→ **Set problem**: Everything in the listing except the pictures should be written out exactly.

-- Start of Records for this exercise --

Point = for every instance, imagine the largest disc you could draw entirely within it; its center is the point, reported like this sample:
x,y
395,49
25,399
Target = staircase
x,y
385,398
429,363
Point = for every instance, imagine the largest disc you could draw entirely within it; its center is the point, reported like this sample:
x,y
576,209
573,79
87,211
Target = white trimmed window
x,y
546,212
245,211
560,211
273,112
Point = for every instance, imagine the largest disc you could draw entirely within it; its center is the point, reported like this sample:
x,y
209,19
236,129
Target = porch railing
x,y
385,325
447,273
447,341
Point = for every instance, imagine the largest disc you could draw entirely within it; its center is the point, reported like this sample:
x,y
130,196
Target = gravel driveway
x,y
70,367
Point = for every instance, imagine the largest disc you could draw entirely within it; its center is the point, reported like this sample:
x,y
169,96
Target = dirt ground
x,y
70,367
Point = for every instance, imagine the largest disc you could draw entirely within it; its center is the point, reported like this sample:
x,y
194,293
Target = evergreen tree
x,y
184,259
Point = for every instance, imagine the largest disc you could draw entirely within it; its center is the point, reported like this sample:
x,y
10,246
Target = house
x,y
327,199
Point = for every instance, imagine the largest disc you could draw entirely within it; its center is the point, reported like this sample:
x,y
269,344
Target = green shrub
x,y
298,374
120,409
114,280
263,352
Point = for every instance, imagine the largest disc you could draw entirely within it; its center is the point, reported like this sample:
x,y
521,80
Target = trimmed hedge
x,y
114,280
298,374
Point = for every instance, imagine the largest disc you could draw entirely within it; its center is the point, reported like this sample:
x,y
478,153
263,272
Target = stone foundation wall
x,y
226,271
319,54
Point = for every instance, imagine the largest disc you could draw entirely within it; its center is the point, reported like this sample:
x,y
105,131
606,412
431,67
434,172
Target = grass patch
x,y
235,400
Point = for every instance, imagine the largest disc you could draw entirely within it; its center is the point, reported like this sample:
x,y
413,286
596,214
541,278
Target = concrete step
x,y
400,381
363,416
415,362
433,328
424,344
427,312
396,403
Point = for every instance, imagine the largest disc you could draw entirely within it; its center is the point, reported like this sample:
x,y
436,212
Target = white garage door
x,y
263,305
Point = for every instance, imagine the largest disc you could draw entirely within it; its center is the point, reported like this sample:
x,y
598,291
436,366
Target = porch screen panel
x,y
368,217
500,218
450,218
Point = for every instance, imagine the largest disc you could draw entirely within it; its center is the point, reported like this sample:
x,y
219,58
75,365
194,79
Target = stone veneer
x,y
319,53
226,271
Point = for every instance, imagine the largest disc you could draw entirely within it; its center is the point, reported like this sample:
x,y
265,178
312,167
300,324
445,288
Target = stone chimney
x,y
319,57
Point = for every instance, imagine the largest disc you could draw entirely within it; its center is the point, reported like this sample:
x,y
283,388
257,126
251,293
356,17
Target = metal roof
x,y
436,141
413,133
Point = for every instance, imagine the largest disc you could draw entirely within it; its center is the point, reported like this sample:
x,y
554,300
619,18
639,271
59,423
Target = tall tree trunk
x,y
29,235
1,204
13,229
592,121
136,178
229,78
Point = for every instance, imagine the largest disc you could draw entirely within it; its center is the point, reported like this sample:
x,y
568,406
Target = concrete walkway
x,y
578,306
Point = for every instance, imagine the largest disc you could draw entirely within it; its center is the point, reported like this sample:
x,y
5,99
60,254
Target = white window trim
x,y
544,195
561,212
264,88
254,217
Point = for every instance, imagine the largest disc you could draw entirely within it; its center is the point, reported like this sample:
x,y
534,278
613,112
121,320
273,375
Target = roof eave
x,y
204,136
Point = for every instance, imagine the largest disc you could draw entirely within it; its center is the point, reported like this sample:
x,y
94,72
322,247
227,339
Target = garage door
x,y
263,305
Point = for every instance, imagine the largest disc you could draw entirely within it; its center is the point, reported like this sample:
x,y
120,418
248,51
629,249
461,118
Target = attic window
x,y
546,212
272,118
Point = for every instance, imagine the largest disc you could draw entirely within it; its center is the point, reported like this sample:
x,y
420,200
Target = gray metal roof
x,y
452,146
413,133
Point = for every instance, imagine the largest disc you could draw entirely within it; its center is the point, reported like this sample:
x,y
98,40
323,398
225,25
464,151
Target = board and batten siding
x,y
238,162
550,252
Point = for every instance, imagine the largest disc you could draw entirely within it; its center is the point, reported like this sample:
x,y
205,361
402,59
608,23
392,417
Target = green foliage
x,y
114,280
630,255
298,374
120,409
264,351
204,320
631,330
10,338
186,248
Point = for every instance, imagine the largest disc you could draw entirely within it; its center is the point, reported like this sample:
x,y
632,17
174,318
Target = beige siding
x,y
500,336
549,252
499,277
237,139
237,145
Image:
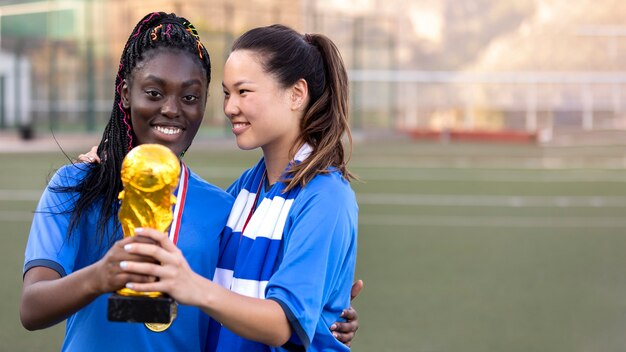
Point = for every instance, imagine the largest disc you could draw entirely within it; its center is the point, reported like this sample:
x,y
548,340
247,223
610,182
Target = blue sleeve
x,y
313,281
47,242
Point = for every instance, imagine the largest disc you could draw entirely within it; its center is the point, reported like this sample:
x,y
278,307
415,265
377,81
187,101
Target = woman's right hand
x,y
110,276
90,157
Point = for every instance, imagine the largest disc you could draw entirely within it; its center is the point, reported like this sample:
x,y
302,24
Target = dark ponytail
x,y
290,56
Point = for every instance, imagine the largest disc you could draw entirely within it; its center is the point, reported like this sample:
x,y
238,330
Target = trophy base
x,y
137,309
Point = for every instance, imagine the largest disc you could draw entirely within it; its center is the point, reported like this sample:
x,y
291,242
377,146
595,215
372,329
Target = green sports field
x,y
462,247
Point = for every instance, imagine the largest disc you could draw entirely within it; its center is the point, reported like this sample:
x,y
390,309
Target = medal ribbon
x,y
180,203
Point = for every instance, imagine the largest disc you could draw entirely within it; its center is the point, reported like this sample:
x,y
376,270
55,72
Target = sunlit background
x,y
489,137
533,67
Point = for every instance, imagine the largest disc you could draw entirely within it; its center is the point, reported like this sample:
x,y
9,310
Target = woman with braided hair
x,y
75,243
288,252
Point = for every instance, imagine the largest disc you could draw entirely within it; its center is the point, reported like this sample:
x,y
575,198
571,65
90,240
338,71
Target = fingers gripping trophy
x,y
150,174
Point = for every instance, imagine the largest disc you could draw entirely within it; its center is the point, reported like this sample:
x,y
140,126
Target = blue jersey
x,y
315,266
204,215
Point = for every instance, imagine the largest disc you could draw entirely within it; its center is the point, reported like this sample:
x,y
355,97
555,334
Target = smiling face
x,y
166,96
261,112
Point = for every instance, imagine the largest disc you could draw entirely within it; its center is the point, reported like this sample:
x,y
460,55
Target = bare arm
x,y
252,318
47,298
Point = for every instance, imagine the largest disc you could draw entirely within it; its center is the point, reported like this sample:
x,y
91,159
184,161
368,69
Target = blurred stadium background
x,y
489,135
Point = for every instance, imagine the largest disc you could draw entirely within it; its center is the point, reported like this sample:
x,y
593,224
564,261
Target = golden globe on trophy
x,y
150,174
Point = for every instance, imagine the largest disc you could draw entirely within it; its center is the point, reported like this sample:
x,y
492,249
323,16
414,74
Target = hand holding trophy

-- End of Records for this exercise --

→ **Task solution**:
Point = for every instance, imagine the largest disc you could draw entirely within it; its center is the point, reported like this sample:
x,y
395,49
25,399
Target = staircase
x,y
385,398
429,363
Point = for every instance, imagine the largest disc you could draw entirely within it; its center is the point, reported like this sample:
x,y
576,209
573,79
87,211
Target = white trimmed window
x,y
546,212
245,211
560,211
273,112
Point = for every instance, imagine the largest disc you could draw entirely within it; its center is the point, reported like this sample:
x,y
209,19
236,129
Target = porch railing
x,y
385,325
447,273
447,341
Point = for every instance, imagine the largest disc you could draw entirely within it; its center is the point, reported like this sample:
x,y
130,196
Target = gravel driveway
x,y
70,367
Point = for every instance, imagine the largest disc you could draw entirely within it; its center is the point, reported like this sample:
x,y
169,96
Target = dirt ground
x,y
70,367
Point = for every instance, imagine the largest disc you could draw entirely within it; its center is the point, reported like this sample:
x,y
194,293
Target = evergreen tree
x,y
184,259
Point = for every instance, imagine the largest disc you could draw entirely within it; its center is the point, reported like this sample:
x,y
10,246
Target = house
x,y
327,199
Point = for every instance, imagine the largest disc you could draw entirely within it; its center is the point, reported like this sample:
x,y
269,344
Target = green shrub
x,y
298,374
120,409
114,280
263,352
Point = for every instance, imagine the largest disc you could draw entirely within it; its center is the point, reported like this sample:
x,y
521,80
Target = trimmed hedge
x,y
114,280
298,374
Point = for every instance, imagine the largest disc you could draw entirely within it; its center is the point, reported like this sample:
x,y
478,153
263,272
Target = stone foundation wall
x,y
226,271
319,54
Point = for every instance, imagine the largest disc you could draw entirely within it; its center is the point, reported like this sample:
x,y
105,131
606,412
431,67
434,172
Target = grass patch
x,y
235,400
Point = for every instance, imagine the largest disc you could draw entirely within it; its center is the point, reported like this sample:
x,y
413,286
596,214
541,278
Target = concrete step
x,y
400,381
363,416
415,362
433,328
424,344
427,312
396,403
Point = for every instance, imagine the largest disc you could draw entirely within it; its center is the point, reported like this sample:
x,y
436,212
Target = white garage door
x,y
263,305
Point = for every instance, imagine the largest disc you could draw entirely within it; its center is the point, reported like this sample:
x,y
598,291
436,366
Target = porch screen panel
x,y
368,217
500,218
450,218
Point = for every instance, imagine the largest disc you could draw entirely within it; its center is the point, reported like this sample:
x,y
219,58
75,365
194,79
Target = stone veneer
x,y
319,53
226,271
Point = for every instance, imagine the largest disc you could draw entirely within it; its center is the point, reported like this sample:
x,y
265,178
312,167
300,324
445,288
Target = stone chimney
x,y
319,57
Point = for every instance, imagine the largest disc you could draw entirely within it; its center is the point, reported like this sample:
x,y
283,388
257,126
251,293
356,17
Target = metal roof
x,y
436,141
413,133
Point = for every instance, imagine the largest disc you could draw entirely within it; its center is the point, reported like this sample:
x,y
554,300
619,18
639,271
59,423
Target = tall tree trunk
x,y
29,235
1,204
13,229
592,121
136,178
229,78
Point = for every instance, imagine the largest disc you could draw entirely within it; its center is the point, reported like this sample:
x,y
568,406
Target = concrete walkway
x,y
578,306
Point = for every instance, imagine the largest disc you could draw entirely within it; its center is the point, reported like this sample:
x,y
5,99
60,254
Target = white window trim
x,y
544,195
561,212
264,88
254,217
Point = for every instance, imagine the largest disc you could draw entirely within it; its center is the point, reported like this sample:
x,y
534,278
613,112
121,320
273,375
Target = roof eave
x,y
204,136
Point = for every instance, imagine the largest disc you could draw entirely within it; its center is the point, reported like this sample:
x,y
94,72
322,247
227,339
Target = garage door
x,y
263,305
Point = for every instance, imagine the largest disc you could draw entirely within it; its center is the point, reported like this sample:
x,y
120,418
248,51
629,249
461,118
Target = attic window
x,y
546,212
272,118
Point = for every instance, imagine the largest disc you could draw entirely within it; its center is the point, reported like this sample:
x,y
420,200
Target = gray metal roof
x,y
452,146
413,133
Point = for every instance, imagine the largest disc you could draw entirely within it; its center is the point, reported like this sample:
x,y
98,40
323,398
225,25
464,151
Target = board and batten siding
x,y
238,162
550,252
Point = for every instance, imagine the largest disc you could draw entirely within it; its center is the point, reported like this sample:
x,y
205,361
402,59
608,23
392,417
Target = green foliage
x,y
114,280
630,255
298,374
120,409
264,351
204,320
631,330
10,338
186,248
Point = for every instance, imagine the largest disc you could draw entirely within it; its center is the point, reported like this sample:
x,y
632,17
174,318
Target = beige siding
x,y
500,336
549,252
499,277
237,139
237,145
Image:
Point = for every instance, imagine the largest disc you could draw entirely within it; its center is the point, reported like this sample:
x,y
548,340
247,223
610,182
Target = blue sleeve
x,y
313,281
47,242
Point = for every instance, imagine the largest disc you could draw entirely within it; its center is the point, reported like this sample:
x,y
278,307
415,265
377,81
187,101
Target = woman's right hand
x,y
110,276
90,157
Point = for every instance, imagine the largest disc you could draw entirely within it; its center is the point, reported like this sample:
x,y
302,24
Target = dark ponytail
x,y
290,56
Point = for every instance, imagine the largest disc you could draw entirely within it; its center is the point, reported like this sample:
x,y
238,330
Target = trophy base
x,y
137,309
Point = for every instance, imagine the largest disc you could draw entirely within it; its center is the point, reported like this sample:
x,y
291,242
377,146
595,215
372,329
Target = green sports field
x,y
462,247
Point = for every instance, imagine the largest disc you could draw entirely within it; its center is the point, reported like this sample:
x,y
390,309
Target = medal ribbon
x,y
180,203
Point = for every instance, imagine the largest disc you could draw entirely within it; its center is the point, reported like this sample:
x,y
376,270
55,72
Target = sunlit background
x,y
489,137
533,67
Point = for every instance, imagine the largest disc you could draw entirely within it; its center is the point, reported like this sample:
x,y
9,310
Target = woman with braided hair
x,y
75,243
288,252
Point = for every instance, imagine the largest disc you could draw entirely within it; its center is the point, reported like this sample:
x,y
575,198
571,65
90,240
338,71
Target = fingers gripping trophy
x,y
150,174
Point = for every instance, imagine the largest disc you could draw entirely within it; its center is the point, reported like this sample:
x,y
140,126
Target = blue jersey
x,y
315,266
204,215
Point = for every instance, imagine the largest disc you could draw entirely within it; its center is the point, reported like this sample:
x,y
355,97
555,334
Target = smiling face
x,y
166,96
261,112
Point = for every instance, imagine the largest disc you could draw entirely within it; its center is the point, reported like this sample:
x,y
460,55
Target = bare arm
x,y
252,318
47,298
Point = for every instance, imagine the largest disc you could draw entirely within it; its center is the point, reported like this sample:
x,y
91,159
184,161
368,69
Target = blurred stadium background
x,y
489,135
Point = for every instance, imagine the largest disc you could draw entirely within it; its center is the point, reported like this sample:
x,y
593,224
564,261
Target = golden globe on trophy
x,y
150,174
Point = for every instance, imagine the largest disc you could draw entirely within it; its center is the point, reported like this sample:
x,y
492,249
323,16
414,74
Target = hand holding trophy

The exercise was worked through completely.